Yapılacak iş
Aşağıdaki "Müsahipzade ile Temaşa" oyunu üzerine yazıyı, son cümlesinin ardından sürdür.

Verilen metin
_ _ _ _ _

22 Ekim 2012 Pazartesi

Müsahipzade ile Temaşa ! / Tiyatro Boğaziçi

Müsahipzade ile Temaşa / BGST

http://www.sabah.com.tr/kultur_sanat/sahne/2012/10/22/musahipzade-ile-temasa
 

Yeni sezon açıldı ! Bize yine Maya Sahnesi yolları göründü. Bir kere tadını aldı mı insan, dört gözle bekliyor yeni BGST Tiyatro Boğaziçi oyunlarını. Bu kez, 'dostlar' toplanmış, turuncu afişinden de anlaşılacak, yüksek enerjisiyle yeni bir "gençlik serisi" oyunu ile Maya Sahnesi'nde. Molière ve Shakespeare'e dair olan oyunlarının yanına Türkiye'den bir ismi Musahipzade Celal'i ekliyor bu sezon Tiyatro Boğaziçi.

"Müsahipzade ile Temaşa" da Müsahipzade Celal'i neredeyse anne karnından itibaren, İlker Yasin Keskin'in 'anlatımı' ile tanımaya başlıyoruz. Celal Bey'i tanımak için öncelikle 'genlerinde' yatanın ne olduğunu, Müsahipzade kelimesinin anlamanı bilmek gerekiyor. Sarayda padişahın muhabbetinden sorumlu kişilere böyle deniyor. Celal Bey'de genlerindeki bu muhabbetliliği 91 yıllık yaşamında dönüşen topraklarda ürettikleriyle sahnelere taşıyor. İki Cihan Harbi, Meşrutiyetler, Devrimler derken, yeni ülkenin ilk askeri Darbesi'ne 1 kala, 91 yaşında hayata doğduğu ama dönüşmüş şehir İstanbul'da veda ediyor. Celal Bey'in yaşamına 'Anlatıcı' İlker Yasin'in 'şapka'sı, giysisi değiştikçe dönem dönem tanık oluyoruz. Bu dönemler değiştikçe, rolden role bürünen Aysel Yıldırım, Duygu Dalyanoğlu, Nihal Albayrak ve Özgür Eren, her sahnede düşmek bilmeyen enerjileriyle yılları adeta sahnede birlikte kovalıyorlar.

_ _ _ _ _

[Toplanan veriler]

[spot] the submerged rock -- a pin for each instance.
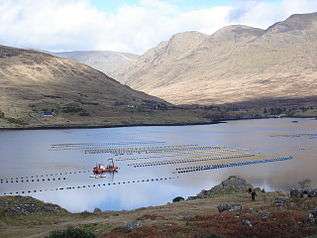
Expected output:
(231, 207)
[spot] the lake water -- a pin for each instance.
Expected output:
(55, 165)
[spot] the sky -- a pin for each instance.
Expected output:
(130, 25)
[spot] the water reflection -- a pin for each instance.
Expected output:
(43, 152)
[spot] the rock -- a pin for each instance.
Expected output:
(231, 185)
(19, 205)
(280, 201)
(264, 215)
(231, 207)
(178, 199)
(133, 225)
(97, 211)
(295, 193)
(312, 216)
(312, 193)
(246, 222)
(192, 198)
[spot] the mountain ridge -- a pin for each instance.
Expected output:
(236, 63)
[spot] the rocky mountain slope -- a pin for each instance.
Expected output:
(109, 62)
(38, 89)
(237, 63)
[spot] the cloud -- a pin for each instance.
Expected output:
(64, 25)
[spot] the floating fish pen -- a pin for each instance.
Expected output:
(91, 186)
(229, 165)
(153, 149)
(83, 146)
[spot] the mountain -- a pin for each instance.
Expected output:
(236, 63)
(38, 89)
(108, 62)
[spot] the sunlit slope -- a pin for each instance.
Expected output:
(237, 63)
(38, 89)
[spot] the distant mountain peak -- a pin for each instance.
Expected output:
(296, 22)
(236, 31)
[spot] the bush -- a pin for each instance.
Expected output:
(72, 233)
(178, 199)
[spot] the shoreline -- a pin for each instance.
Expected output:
(66, 127)
(55, 127)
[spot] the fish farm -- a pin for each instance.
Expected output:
(137, 163)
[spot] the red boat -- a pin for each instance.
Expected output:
(101, 169)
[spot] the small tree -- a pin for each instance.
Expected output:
(305, 184)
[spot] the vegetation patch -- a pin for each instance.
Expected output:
(72, 233)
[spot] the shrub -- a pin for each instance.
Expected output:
(178, 199)
(71, 233)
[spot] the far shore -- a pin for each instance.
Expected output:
(63, 127)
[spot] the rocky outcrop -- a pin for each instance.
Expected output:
(18, 205)
(300, 193)
(231, 185)
(230, 207)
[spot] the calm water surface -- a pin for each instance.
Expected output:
(62, 171)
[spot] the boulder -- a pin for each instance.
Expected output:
(233, 184)
(178, 199)
(97, 211)
(133, 225)
(312, 216)
(295, 193)
(247, 222)
(264, 215)
(230, 207)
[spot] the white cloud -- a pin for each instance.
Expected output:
(60, 25)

_ _ _ _ _

Yanıt olarak
Celal Bey Cumhuriyet yıllarına tanıklık etse de, oyunlarının tamamı konusunu Osmanlı'dan alıyor. Osmanlı dönemi 'farklılıkları', Ortaoyunu, Karagöz tiplemelerinden yansımalarla sahneye taşınıyor. Tarihin anlatılanlarından çok tarihi yaşayanlarını sahnesine taşımayı isteyen Müsahipzade, özellikle Osmanlı'daki eski halk yaşamını, esnaf kültürünü, Ermenisi, Yahudisi, Müslümanıyla anlatıyor. Bu yaşanmışlıklarla paralel 'sistem' eleştirilerini kadının toplumdaki yeri, yönetenlerin 'kavuk' sevdaları üzerinden de yapan Celal'in kendi kalemindeki duygusal evrilmeyi de oyunun içine İstanbul Efendisi, Macun Hokkası, Kafes Arkasında ve Bir Kavuk Devrildi oyunlarından alınan kesitlerin dahil edilmesiyle farkediyor seyirci.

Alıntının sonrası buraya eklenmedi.